**Requirement:** Please continue the text on China's business ethics, starting right after its last sentence.

**Text to read:**
>>>

Where Are China’s Business Ethics?
In 1905 the German political economist and philosopher Max Weber analyzed humanity’s latest revolution, modern capitalism, in his book “The Protestant Ethic and the Spirit of Capitalism.” In it he examined capitalism on a cultural instead of an economic level, reinterpreting and defining its spirit from the angles of religious ethics and national traditions. He argued that capitalism had been formed through Protestant work ethic.
The business ethics put forth by Weber in the early 20th century have been steadily evolving over the last century. Many of Weber’s ideas formed a universal consensus, which continue to persist to this day. The developed business ethics of the modern Western world therefore have their roots in religious morality. Yet these same ethics are noticeably absent in modern China.
A year before Weber’s book, in 1904, the Qing dynasty government in China issued the “Concise Regulations for Chambers of Commerce.” This new law permitted merchants to form their own organizations outside of government administration.
Merchants had long been discriminated against in China, meaning the 1904 directive was of particular significance in the history of Chinese commerce — it implied that merchants had gained public political recognition as an independent social stratum.
Encouraged by the government, chambers of commerce sprang up all over China in the years after 1904. They were established in provincial capitals and other thriving commercial areas.
These chambers of commerce even partially assumed the function of economic management, previously exclusive to the government. The formation of chambers of commerce in every province, city, and town gathered together the strength of the business community and made it a significant public force.
It would have seemed to an outside observer that China’s business community in 1904 was not lagging behind the rest of the world in terms of organizational independence and growth. Unfortunately, this state of affairs would ultimately be stifled in the tide of violent revolutions that afflicted the country throughout the 20th century.
The rise of New Confucianism in the 1980s saw scholars of Chinese ancestry — like Yu Ying-shih and Tu Weiming — resolve to find an alternative route in the Weberian-dominated battleground of business ethics by attempting to establish a point of congruence between the millennia-old Confucian ethical tradition and the modern spirit of industry and commerce in China. But if their reasoning is sound, then why does the process of modernization in China continue to prove so arduous?

<<<

**Data extract:**

>>>

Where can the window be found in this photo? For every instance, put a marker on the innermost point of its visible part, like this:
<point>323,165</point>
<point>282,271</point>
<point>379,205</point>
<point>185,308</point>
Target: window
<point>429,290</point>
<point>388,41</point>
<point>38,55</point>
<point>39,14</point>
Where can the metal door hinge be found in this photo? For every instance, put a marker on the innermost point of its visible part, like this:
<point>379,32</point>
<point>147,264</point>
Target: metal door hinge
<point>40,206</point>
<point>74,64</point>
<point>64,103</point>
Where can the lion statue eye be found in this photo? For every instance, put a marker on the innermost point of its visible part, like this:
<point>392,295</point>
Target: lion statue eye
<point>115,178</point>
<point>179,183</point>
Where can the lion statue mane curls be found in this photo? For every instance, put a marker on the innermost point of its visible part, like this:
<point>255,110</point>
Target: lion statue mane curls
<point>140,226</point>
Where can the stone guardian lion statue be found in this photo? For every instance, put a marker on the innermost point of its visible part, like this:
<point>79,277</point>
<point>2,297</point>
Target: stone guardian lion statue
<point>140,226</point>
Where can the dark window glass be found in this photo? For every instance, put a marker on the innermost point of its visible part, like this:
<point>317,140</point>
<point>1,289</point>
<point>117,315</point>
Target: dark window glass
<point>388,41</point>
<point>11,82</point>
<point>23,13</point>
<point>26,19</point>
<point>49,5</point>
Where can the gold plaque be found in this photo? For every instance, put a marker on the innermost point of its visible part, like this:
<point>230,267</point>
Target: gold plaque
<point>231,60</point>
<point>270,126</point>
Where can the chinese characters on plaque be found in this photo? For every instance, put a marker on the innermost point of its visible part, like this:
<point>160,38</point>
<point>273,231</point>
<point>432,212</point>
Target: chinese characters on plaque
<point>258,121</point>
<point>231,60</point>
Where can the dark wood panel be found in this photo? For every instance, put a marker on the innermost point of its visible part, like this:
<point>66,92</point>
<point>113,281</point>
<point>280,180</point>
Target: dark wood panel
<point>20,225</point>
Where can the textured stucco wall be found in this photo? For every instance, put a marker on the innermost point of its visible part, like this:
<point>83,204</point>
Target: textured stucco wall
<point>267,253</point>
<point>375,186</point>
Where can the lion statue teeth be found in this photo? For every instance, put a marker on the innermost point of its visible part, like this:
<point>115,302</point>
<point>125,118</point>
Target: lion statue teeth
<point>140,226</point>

<<<

**Answer to this task:**
I believe the answer is twofold. The first reason is that the masters of Confucian tradition — which has traditionally dominated Chinese political thought in the way that Weber argued Protestant ethics had dominated modern Western politics — have always held contempt for economic activity. Confucius and Mencius offered little elaboration on the topics of industry and commerce. Following the adoption of a state policy of exclusive reverence for Confucianism in the 2nd century B.C., generations of Confucians went by with few innovations in economic policy.
The second has to do with China as a unified polity. Following the unification of China in 221 B.C., an elaborate Chinese model of administration and economic governance experience formed over generations of centralized imperial rule. This was accompanied by the appearance of a rather idiosyncratic waxing-and-waning commercial culture.
Whenever a new centralized government took power, it would spawn an autocracy and previously established organs of industry and commerce would suffer. The rise, decline, and supersession of the multitudinous Chinese dynasties made industry and commerce their casualties time and time again.
Thus, no independent system for commercial operations ever existed under China’s specific regime model. When Chinese commercial culture finally gained exposure, the mercantile stratum was, regretfully, unable to establish a new and independent model of business ethics, leaving the entrepreneurial stratum with a feeble sense of its own identity.
Since ancient times, people in China involved in business have been treated with disdain not only by rulers and intellectuals, but have themselves harbored a degree of contempt for their trade. In “The Cambridge History of China,” John K. Fairbank, a China historian, said that the dream of the Chinese businessman was for his sons and grandsons to no longer be businessmen.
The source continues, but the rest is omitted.